= Exercise brief =
In this exercise, every entry is to be copied exactly.

= Listed records =
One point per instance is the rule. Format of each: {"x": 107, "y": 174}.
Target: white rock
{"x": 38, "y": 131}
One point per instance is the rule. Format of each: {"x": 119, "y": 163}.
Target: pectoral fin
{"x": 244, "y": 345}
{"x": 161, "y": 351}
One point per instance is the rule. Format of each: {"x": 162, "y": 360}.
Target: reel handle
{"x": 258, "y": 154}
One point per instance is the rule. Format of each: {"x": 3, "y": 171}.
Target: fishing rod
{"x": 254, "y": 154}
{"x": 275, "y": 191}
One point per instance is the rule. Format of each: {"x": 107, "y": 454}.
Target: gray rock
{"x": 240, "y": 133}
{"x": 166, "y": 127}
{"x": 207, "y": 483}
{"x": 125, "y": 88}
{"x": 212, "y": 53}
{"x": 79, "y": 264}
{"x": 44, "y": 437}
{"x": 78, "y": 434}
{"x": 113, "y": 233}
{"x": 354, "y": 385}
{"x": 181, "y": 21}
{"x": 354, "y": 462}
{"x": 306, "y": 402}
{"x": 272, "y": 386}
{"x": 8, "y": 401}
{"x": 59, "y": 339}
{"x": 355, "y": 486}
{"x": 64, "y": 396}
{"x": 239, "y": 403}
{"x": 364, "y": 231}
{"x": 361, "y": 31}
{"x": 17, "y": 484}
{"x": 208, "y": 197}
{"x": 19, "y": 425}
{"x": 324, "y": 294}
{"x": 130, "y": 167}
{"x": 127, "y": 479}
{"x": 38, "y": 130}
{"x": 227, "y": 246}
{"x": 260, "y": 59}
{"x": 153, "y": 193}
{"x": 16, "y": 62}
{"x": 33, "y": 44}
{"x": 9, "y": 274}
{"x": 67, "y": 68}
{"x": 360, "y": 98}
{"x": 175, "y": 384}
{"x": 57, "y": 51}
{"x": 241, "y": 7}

= Exercise output =
One point per instance is the rule. Format of each: {"x": 107, "y": 174}.
Target: white rock
{"x": 38, "y": 131}
One point per instance is the rule. Format of each: {"x": 119, "y": 163}.
Target: pectoral fin
{"x": 244, "y": 345}
{"x": 161, "y": 351}
One point per instance is the rule. Format of each: {"x": 162, "y": 360}.
Target: reel handle
{"x": 258, "y": 154}
One point per instance is the rule. Format of each: {"x": 3, "y": 171}.
Target: fishing rod
{"x": 254, "y": 154}
{"x": 275, "y": 191}
One point per instance is the rule. Format of each: {"x": 107, "y": 454}.
Target: gray rock
{"x": 240, "y": 133}
{"x": 166, "y": 127}
{"x": 207, "y": 483}
{"x": 125, "y": 88}
{"x": 212, "y": 53}
{"x": 79, "y": 264}
{"x": 44, "y": 437}
{"x": 78, "y": 434}
{"x": 113, "y": 233}
{"x": 354, "y": 385}
{"x": 181, "y": 21}
{"x": 354, "y": 462}
{"x": 306, "y": 402}
{"x": 272, "y": 386}
{"x": 8, "y": 401}
{"x": 59, "y": 339}
{"x": 355, "y": 486}
{"x": 64, "y": 396}
{"x": 239, "y": 403}
{"x": 364, "y": 231}
{"x": 361, "y": 31}
{"x": 17, "y": 484}
{"x": 208, "y": 197}
{"x": 19, "y": 425}
{"x": 324, "y": 294}
{"x": 130, "y": 167}
{"x": 127, "y": 479}
{"x": 38, "y": 130}
{"x": 227, "y": 246}
{"x": 260, "y": 59}
{"x": 153, "y": 193}
{"x": 16, "y": 62}
{"x": 33, "y": 44}
{"x": 9, "y": 274}
{"x": 67, "y": 68}
{"x": 360, "y": 98}
{"x": 175, "y": 384}
{"x": 57, "y": 51}
{"x": 241, "y": 7}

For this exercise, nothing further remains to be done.